__DATA EXTRACT__.
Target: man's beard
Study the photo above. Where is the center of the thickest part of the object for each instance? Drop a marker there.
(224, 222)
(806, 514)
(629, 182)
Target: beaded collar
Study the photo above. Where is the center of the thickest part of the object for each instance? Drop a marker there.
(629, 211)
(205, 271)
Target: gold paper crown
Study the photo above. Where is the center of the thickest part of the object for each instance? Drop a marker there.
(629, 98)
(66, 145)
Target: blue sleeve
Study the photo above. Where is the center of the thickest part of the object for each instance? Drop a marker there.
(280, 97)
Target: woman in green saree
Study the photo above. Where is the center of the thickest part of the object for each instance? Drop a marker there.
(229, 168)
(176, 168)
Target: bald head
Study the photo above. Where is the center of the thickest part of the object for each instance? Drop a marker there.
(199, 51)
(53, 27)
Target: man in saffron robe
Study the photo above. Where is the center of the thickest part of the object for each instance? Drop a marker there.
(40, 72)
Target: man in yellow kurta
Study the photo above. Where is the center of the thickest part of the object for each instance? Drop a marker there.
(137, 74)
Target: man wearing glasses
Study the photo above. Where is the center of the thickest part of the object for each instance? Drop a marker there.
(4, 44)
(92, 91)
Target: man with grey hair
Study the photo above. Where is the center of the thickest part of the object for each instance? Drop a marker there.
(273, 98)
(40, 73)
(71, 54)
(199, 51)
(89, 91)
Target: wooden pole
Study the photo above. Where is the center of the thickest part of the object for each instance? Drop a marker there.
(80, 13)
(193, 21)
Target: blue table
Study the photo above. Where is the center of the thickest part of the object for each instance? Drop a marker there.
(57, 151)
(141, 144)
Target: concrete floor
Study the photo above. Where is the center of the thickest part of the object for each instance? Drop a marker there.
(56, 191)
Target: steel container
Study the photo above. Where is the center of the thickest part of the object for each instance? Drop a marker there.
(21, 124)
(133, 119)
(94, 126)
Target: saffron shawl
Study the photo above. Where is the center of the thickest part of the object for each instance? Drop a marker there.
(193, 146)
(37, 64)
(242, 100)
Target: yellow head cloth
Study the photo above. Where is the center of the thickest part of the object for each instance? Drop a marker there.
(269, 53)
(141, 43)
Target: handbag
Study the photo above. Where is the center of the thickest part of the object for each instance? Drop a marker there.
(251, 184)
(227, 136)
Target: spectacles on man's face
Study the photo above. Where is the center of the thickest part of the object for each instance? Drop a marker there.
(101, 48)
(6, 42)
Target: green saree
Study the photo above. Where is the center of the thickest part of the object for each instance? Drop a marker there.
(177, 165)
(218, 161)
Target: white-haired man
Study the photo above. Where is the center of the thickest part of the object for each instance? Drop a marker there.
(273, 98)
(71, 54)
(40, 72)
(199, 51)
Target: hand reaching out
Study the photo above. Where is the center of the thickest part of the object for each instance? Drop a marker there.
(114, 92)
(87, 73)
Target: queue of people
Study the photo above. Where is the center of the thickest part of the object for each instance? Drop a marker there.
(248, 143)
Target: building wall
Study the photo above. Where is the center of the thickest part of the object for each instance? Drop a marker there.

__REQUIREMENTS__. Express each line of the listing above, from the line containing "Target: queue of people" through the end of the listing, as one string in a JSON list, omitting blank lines.

__TASK OUTPUT__.
[
  "Target: queue of people",
  "Study the photo above. Where is the center of the thickest part of the object for each instance? Drop a marker there.",
  "(248, 143)",
  "Target: building wall",
  "Study the photo above. Where is the center of the thickest part of the object for each instance? Drop a marker there."
]